> _Text segment_:
↓↓↓

- Genre: Animated sitcom Surreal comedy
- Created by: Eric Robles
- Voices of: David Hornsby Nika Futterman Jeff Bennett Wyatt Cenac Nolan North Jamie Kennedy Josh Duhamel Candi Milo Steve Tompkins Dyana Liu Estelle Harris
- Theme music composer: Brad Breeck
- Opening theme: "Fanboy & Chum Chum" (performed by The Mae Shi)
- Ending theme: "Fanboy & Chum Chum" (Instrumental)
- Composer: Brad Breeck
- Country of origin: United States
- Original language: English
- No. of seasons: 2
- No. of episodes: 52 (100 segments) (list of episodes)

Production
- Executive producers: Fred Seibert Steve Tompkins Eric Robles
- Producers: Therese Trujillo Dean Hoff
- Running time: 22 minutes (11 minutes per segment)
- Production companies: Frederator Studios Nickelodeon Animation Studio

Original release
- Network: Nickelodeon
- Release: November 6, 2009 – November 2, 2012
- Network: Nicktoons
- Release: July 12, 2014

Related
- Random! Cartoons

= Fanboy & Chum Chum =

American animated television series

Fanboy & Chum Chum is an American animated television series created by Eric Robles for Nickelodeon. It is based on Fanboy, an animated short created by Robles for Nickelodeon Animation Studio and Frederator Studios, that was broadcast on Random! Cartoons. The series was first broadcast on October 12, 2009, on Nickelodeon as a preview, then officially premiered after SpongeBob's Truth or Square. The series centers around Fanboy and Chum Chum, a pair of cheerful, playful, energetic, and fun-loving best friends enthusiastically obsessed with superhero comics, particularly those featuring their favorite superhero Man-Arctica. Their world is full of comic adventure, from an accidental case of Fanboy's teacher turning into a zombie to an ice monster running the Frosty Freezy Freeze machine.

↑↑↑

> _How to complete this task_: Shorten the paragraph of the Fanboy & Chum Chum article that begins "Fanboy & Chum Chum is an American animated television series," keeping its main facts.

> _Provided information_:
↓↓↓

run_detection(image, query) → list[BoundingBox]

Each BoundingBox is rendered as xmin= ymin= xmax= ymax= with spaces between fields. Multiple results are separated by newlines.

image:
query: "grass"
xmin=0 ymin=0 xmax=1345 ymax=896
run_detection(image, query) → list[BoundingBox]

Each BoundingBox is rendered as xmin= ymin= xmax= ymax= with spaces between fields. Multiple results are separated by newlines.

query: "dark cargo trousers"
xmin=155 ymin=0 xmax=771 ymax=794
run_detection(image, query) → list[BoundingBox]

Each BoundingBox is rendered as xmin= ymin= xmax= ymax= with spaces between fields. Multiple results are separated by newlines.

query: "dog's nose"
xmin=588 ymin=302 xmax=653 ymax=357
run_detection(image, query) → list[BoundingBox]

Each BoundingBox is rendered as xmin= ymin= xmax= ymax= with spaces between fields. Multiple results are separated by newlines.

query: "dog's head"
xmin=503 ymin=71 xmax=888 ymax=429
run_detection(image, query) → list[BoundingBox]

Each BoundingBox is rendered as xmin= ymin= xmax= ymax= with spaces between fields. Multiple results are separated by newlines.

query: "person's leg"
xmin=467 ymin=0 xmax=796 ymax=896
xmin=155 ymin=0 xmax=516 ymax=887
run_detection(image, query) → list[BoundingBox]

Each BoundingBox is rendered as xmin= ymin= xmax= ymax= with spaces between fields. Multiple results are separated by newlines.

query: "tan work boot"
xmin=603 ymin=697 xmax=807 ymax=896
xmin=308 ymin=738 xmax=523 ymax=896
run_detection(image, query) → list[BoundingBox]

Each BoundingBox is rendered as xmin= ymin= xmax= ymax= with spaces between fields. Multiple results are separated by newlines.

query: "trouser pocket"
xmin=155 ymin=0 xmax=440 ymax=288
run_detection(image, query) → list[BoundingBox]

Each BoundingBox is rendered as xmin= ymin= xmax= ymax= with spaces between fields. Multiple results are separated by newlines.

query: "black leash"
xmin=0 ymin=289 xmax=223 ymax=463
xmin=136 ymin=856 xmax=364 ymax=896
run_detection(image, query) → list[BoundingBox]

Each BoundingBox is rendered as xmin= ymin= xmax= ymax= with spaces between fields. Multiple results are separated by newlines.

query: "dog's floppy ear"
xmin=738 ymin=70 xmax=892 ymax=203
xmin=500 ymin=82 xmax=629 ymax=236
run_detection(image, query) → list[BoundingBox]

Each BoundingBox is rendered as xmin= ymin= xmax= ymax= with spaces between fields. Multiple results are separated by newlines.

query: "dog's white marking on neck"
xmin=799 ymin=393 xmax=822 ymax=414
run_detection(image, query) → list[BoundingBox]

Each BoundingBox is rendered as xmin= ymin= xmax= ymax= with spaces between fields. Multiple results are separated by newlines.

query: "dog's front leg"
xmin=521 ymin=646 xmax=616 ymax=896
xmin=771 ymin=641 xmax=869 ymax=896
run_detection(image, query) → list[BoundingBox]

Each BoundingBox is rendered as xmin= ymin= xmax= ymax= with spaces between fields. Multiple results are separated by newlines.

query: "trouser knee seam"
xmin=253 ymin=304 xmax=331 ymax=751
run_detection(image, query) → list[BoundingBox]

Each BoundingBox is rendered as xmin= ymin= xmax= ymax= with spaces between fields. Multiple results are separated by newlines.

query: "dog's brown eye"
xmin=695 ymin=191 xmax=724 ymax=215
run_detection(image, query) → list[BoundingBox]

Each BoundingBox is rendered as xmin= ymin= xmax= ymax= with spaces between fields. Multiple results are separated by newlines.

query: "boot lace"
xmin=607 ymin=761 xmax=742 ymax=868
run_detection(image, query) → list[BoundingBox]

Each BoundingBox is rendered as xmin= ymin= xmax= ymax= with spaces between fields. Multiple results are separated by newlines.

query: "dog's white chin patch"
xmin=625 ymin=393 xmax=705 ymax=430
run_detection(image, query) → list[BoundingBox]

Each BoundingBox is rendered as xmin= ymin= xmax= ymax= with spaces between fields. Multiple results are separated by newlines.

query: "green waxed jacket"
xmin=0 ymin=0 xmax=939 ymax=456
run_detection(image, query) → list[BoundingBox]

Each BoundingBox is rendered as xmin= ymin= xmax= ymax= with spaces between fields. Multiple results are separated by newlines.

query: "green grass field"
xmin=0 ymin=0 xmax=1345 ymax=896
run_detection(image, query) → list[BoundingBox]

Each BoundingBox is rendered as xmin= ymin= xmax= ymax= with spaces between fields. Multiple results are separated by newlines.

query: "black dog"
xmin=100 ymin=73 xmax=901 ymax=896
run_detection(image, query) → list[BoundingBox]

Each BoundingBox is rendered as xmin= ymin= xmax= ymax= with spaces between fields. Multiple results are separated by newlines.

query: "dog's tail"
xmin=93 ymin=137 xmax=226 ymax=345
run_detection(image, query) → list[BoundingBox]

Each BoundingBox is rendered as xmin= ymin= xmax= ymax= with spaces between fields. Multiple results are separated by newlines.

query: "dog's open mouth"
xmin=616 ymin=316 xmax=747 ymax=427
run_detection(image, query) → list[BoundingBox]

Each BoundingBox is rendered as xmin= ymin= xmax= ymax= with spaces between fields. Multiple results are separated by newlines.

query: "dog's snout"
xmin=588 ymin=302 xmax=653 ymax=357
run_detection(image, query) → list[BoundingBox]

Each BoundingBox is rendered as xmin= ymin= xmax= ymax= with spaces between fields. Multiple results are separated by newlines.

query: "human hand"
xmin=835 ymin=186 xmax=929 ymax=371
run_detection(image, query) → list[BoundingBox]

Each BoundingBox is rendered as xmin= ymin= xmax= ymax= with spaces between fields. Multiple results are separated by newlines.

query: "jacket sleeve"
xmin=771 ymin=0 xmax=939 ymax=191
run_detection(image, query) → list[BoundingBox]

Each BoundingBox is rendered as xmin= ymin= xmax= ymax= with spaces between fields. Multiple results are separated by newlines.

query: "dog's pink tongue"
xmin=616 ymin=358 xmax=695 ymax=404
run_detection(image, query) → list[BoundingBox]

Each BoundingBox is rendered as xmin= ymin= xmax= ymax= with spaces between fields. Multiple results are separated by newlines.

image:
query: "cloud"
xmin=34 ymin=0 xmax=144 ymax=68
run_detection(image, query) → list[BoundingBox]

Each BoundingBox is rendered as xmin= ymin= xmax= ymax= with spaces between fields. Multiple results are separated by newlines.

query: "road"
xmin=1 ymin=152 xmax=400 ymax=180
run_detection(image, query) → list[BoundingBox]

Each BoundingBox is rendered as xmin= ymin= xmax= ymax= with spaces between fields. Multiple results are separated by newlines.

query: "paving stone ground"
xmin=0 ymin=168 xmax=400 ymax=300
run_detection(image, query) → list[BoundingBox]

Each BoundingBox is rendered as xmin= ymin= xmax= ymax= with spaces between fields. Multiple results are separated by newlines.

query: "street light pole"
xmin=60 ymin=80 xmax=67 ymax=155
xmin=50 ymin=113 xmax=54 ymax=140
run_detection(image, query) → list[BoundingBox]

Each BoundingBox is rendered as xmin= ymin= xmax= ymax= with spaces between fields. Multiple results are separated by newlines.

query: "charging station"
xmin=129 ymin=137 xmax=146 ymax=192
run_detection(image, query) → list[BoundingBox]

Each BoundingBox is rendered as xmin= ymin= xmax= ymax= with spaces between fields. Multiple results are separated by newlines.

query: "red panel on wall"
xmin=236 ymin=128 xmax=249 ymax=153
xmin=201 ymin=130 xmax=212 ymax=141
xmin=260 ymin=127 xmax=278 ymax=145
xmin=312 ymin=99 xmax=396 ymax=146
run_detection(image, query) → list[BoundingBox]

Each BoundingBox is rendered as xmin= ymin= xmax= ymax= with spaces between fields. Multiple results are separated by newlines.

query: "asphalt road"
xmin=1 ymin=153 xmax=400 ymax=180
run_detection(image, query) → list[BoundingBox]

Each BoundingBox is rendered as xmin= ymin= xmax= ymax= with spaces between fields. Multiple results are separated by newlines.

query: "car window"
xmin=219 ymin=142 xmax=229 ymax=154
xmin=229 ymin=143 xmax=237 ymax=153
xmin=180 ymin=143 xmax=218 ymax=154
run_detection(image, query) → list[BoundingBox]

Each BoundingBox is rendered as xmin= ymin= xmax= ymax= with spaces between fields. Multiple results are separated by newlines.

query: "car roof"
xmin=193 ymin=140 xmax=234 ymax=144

↑↑↑

> _Solution to this problem_: Fanboy & Chum Chum is an American animated series created by Eric Robles for Nickelodeon. It is based on his animated short Fanboy, made for Nickelodeon Animation Studio and Frederator Studios and broadcast on Random! Cartoons. After a preview on Nickelodeon on October 12, 2009, it officially premiered after SpongeBob's Truth or Square. It follows Fanboy and Chum Chum, two cheerful best friends obsessed with superhero comics, especially those about Man-Arctica. Their comic adventures range from Fanboy's teacher accidentally turning into a zombie to an ice monster running the Frosty Freezy Freeze machine.